> **TRECHO DA PÁGINA**:

Em estudo, o consultor legislativo do Senado Federal – Carlos Eduardo Elias de Oliveira, refletiu sobre as fragilidades legais e sugeriu aprimoramentos da curatela de pessoas vulneráveis à luz do princípio da vontade presumível.

De acordo com Elias, a atual aplicação da letra fria da legislação que trata sobre o tema produz anomalias que ferem o interesse da pessoa acometida pela perda da lucidez e pode trazer danos irreversíveis a ela e àqueles que a cercam.

Clique aqui para ler a íntegra do trabalho e leia abaixo a sua introdução.

Introdução:

Certo um dia, um empresário bem-sucedido de 45 anos, solteiro, externou a um advogado uma preocupação:

– Quem será o meu curador caso eu venha a perder a lucidez?

O único parente desse empresário era um filho, com quem infelizmente não foi possível criar uma boa convivência.

O relacionamento com esse filho era salpicado por animosidade por conta da personalidade avarenta e fria do filho.

O empresário, com olhos marejados, dizia:

– Eu tentei de tudo para ser próximo desse filho, mas ele invariavelmente desrespeita-me, despreza-me e só se aproxima para tentar me chantagear e conseguir dinheiro.

A confiança do empresário nesse filho é “zero”! Ele sabe que, se viesse a precisar de ajuda, esse filho agiria como um egoísta perigoso e sovina.

O solitário empresário relatou que a única pessoa de sua confiança é um amigo de infância, com quem ele se encontra semanalmente. Esse amigo é daquelas pessoas inflexíveis em antepor a lealdade à cupidez, o próximo a si mesmo, o amor à avareza.

> **LISTAGEM DE DADOS**:
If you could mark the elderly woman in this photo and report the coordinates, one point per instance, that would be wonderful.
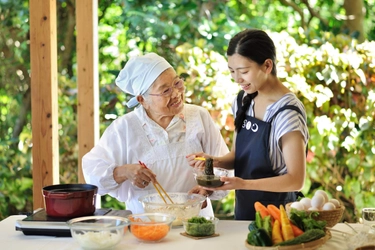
(160, 132)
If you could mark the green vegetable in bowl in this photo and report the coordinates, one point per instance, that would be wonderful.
(199, 226)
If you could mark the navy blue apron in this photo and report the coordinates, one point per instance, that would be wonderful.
(253, 162)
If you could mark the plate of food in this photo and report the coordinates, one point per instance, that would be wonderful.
(273, 229)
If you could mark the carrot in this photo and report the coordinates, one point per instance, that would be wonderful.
(276, 233)
(150, 232)
(261, 208)
(286, 228)
(275, 213)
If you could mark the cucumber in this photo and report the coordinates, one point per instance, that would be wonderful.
(310, 235)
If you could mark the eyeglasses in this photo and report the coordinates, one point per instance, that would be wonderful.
(179, 84)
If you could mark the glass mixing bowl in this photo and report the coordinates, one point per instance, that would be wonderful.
(185, 205)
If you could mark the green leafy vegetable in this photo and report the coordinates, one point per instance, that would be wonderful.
(199, 226)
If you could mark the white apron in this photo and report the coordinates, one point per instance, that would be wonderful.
(167, 161)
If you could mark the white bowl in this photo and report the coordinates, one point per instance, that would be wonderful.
(185, 205)
(98, 232)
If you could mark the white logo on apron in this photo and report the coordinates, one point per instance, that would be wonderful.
(255, 127)
(248, 125)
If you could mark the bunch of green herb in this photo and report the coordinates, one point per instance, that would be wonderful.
(199, 226)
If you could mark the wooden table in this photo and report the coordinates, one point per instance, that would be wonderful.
(232, 236)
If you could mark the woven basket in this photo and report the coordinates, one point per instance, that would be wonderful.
(305, 246)
(332, 217)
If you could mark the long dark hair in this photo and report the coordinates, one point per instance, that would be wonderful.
(257, 46)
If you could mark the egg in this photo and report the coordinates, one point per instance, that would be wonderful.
(313, 209)
(322, 192)
(317, 201)
(306, 202)
(335, 202)
(297, 205)
(328, 206)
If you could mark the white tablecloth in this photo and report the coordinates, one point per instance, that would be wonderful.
(232, 237)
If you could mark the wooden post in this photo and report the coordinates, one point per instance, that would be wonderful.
(44, 96)
(87, 75)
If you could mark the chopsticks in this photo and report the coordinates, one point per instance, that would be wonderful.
(200, 158)
(157, 186)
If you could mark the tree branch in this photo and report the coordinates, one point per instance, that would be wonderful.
(313, 13)
(297, 9)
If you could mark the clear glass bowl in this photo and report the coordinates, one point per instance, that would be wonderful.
(201, 229)
(210, 180)
(98, 232)
(185, 205)
(150, 227)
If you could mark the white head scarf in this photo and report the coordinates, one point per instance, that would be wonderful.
(139, 73)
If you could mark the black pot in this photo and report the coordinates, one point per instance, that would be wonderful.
(70, 200)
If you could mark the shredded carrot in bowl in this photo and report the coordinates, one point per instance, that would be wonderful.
(150, 231)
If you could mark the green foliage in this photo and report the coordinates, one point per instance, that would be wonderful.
(326, 68)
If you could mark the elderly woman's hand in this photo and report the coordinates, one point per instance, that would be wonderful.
(137, 174)
(201, 191)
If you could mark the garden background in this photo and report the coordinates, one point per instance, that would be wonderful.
(325, 52)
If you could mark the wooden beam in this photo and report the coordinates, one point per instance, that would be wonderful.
(44, 105)
(87, 75)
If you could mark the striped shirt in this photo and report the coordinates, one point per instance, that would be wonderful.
(286, 121)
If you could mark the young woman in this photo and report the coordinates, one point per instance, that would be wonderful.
(269, 152)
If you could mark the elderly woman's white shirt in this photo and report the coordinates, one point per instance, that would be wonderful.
(135, 137)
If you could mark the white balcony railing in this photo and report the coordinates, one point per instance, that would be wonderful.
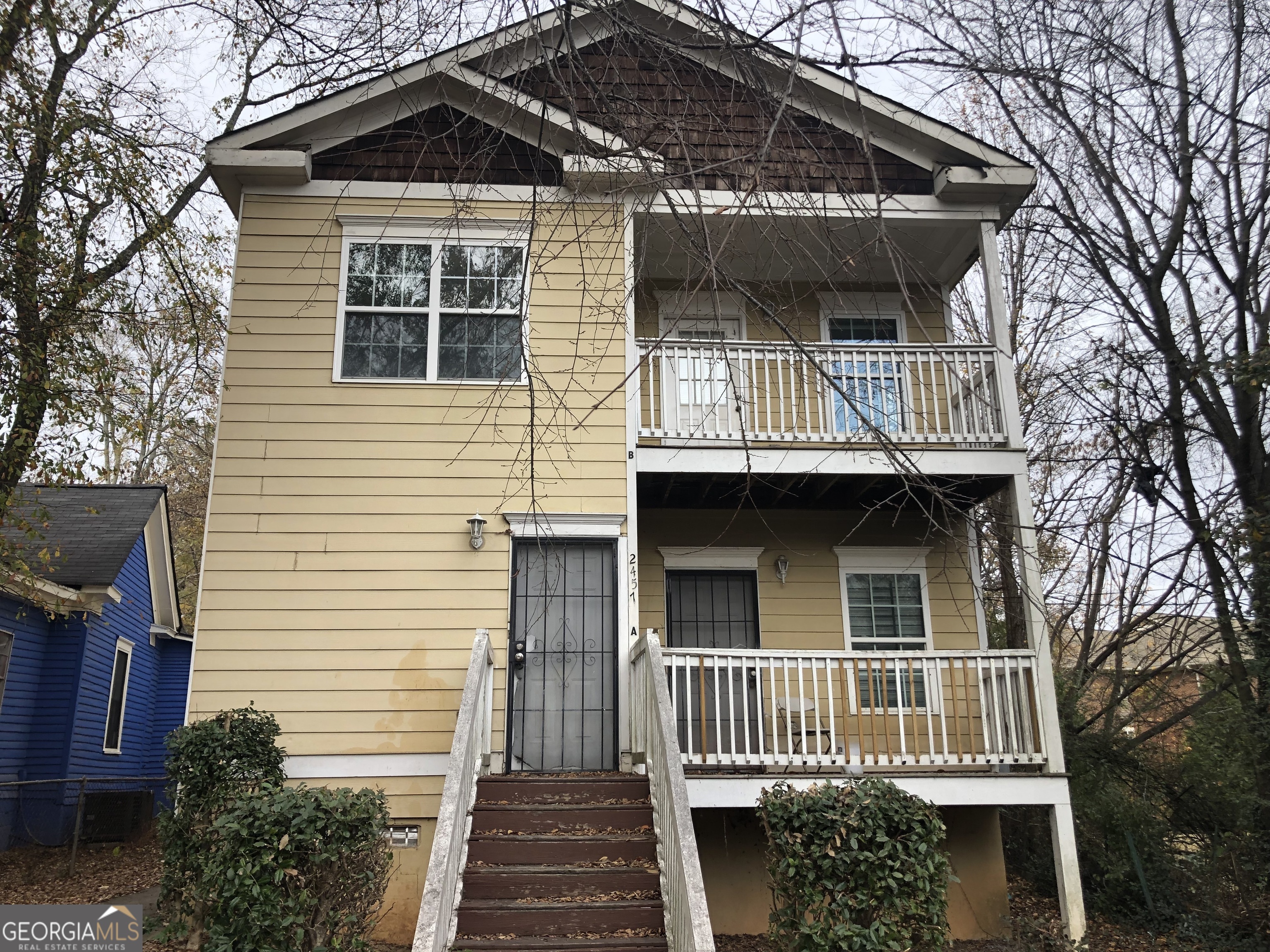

> **ENUNCIADO DA TAREFA**: Transcreva, do trecho sobre curatela, a passagem que vai de "Em estudo, o" até "a sua introdução.", incluindo esta última. Os dados provêm de uma fonte distinta da do trecho sobre curatela.

> **RESPOSTA DA TAREFA**:
Em estudo, o consultor legislativo do Senado Federal – Carlos Eduardo Elias de Oliveira, refletiu sobre as fragilidades legais e sugeriu aprimoramentos da curatela de pessoas vulneráveis à luz do princípio da vontade presumível.

De acordo com Elias, a atual aplicação da letra fria da legislação que trata sobre o tema produz anomalias que ferem o interesse da pessoa acometida pela perda da lucidez e pode trazer danos irreversíveis a ela e àqueles que a cercam.

Clique aqui para ler a íntegra do trabalho e leia abaixo a sua introdução.